RECORDS SUPPLIED
────────────────────────────────────────

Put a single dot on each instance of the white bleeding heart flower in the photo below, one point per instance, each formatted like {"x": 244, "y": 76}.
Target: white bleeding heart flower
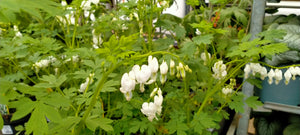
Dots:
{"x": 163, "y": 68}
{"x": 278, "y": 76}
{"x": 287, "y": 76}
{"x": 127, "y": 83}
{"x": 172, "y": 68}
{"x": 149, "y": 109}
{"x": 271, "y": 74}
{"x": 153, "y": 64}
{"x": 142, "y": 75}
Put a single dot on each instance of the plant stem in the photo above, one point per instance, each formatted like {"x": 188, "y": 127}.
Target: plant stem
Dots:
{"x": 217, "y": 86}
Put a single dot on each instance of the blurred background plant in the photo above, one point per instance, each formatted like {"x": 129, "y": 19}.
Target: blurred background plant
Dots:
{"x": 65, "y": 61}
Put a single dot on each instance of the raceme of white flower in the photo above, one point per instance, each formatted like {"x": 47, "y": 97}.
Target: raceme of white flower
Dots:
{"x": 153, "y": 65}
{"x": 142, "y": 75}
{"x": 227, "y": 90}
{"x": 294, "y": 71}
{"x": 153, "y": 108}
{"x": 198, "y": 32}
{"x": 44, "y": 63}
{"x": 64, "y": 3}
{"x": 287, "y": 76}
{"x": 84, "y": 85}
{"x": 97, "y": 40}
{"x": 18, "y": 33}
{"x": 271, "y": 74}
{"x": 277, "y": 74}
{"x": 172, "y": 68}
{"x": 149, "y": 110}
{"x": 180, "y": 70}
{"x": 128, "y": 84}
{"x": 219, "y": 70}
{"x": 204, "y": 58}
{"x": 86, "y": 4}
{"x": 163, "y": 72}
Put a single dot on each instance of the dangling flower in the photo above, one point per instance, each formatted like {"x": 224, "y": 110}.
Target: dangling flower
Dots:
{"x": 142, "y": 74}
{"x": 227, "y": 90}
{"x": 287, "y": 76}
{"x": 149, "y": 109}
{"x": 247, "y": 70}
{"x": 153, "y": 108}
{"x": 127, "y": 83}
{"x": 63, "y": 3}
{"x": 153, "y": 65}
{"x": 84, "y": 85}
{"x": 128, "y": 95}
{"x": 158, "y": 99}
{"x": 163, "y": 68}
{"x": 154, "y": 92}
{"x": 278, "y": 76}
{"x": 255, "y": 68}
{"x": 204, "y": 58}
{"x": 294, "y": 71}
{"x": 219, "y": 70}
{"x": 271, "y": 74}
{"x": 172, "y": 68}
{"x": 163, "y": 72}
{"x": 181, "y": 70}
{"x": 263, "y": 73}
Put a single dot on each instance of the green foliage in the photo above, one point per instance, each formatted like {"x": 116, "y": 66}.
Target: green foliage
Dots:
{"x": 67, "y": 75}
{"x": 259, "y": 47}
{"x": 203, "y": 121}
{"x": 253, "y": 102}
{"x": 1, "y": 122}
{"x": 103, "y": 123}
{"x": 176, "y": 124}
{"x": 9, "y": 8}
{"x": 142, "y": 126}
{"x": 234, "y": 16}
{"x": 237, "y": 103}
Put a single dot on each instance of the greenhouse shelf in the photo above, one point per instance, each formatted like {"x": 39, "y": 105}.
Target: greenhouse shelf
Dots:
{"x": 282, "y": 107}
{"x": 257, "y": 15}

────────────────────────────────────────

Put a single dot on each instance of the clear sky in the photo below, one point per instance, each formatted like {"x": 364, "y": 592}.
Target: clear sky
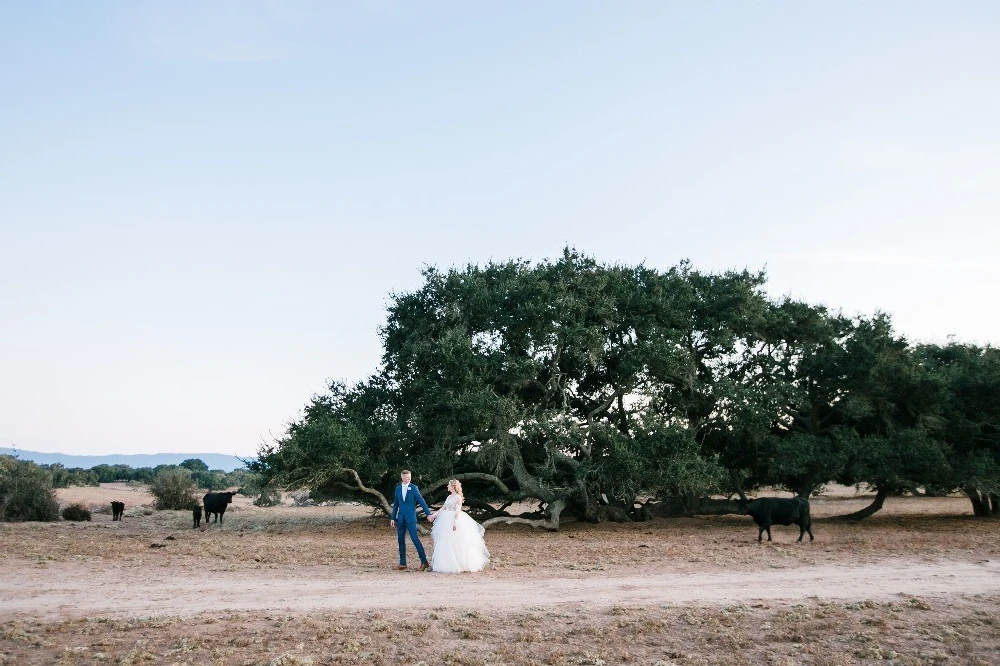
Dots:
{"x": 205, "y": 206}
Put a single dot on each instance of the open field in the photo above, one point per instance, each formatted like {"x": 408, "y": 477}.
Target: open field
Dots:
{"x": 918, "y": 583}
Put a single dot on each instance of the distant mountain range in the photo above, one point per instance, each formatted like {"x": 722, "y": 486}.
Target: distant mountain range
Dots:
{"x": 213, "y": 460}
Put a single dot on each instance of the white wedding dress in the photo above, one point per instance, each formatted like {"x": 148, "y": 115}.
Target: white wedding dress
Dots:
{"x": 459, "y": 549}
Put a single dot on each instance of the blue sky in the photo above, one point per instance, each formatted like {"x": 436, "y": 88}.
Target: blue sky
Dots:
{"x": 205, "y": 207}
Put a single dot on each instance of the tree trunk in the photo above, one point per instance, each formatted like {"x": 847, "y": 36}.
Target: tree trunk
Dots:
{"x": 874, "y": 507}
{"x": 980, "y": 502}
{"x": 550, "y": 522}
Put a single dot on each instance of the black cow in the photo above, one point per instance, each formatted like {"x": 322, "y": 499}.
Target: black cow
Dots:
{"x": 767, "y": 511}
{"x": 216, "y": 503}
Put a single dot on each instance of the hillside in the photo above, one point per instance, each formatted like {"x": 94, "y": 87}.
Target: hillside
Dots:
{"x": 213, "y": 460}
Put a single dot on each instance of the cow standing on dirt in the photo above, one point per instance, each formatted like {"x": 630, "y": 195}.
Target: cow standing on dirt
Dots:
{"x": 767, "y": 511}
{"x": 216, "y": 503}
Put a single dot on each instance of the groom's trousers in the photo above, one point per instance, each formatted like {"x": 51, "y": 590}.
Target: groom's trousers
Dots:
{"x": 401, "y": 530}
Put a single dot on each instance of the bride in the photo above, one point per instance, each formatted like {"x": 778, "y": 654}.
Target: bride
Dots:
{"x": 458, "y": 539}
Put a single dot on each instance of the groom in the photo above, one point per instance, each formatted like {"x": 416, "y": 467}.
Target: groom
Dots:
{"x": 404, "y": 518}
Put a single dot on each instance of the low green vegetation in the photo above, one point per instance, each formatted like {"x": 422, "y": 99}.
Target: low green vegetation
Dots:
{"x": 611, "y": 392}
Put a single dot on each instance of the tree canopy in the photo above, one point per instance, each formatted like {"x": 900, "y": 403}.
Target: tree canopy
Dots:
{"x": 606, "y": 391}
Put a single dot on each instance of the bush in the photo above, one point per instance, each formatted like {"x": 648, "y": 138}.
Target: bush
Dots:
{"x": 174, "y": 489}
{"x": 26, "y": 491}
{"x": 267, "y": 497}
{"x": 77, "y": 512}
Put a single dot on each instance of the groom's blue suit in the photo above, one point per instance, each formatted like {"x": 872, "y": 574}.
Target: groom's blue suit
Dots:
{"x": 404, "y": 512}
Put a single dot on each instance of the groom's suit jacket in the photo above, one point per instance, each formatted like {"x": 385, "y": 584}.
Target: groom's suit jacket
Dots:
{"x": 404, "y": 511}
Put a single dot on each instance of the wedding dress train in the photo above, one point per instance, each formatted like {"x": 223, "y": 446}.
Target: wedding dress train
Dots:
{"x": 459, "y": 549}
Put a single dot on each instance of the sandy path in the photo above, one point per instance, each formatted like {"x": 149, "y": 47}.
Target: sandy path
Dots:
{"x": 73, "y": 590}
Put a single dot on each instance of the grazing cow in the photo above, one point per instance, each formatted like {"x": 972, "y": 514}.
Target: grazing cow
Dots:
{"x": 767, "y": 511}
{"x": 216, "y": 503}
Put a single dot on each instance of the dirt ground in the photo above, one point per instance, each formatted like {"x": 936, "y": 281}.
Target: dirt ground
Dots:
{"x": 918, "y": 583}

────────────────────────────────────────

WHAT YOU NEED TO DO
How many lines of the data above contain the string "greenhouse"? Reply with the number alone.

RESULT FOR THIS EXERCISE
2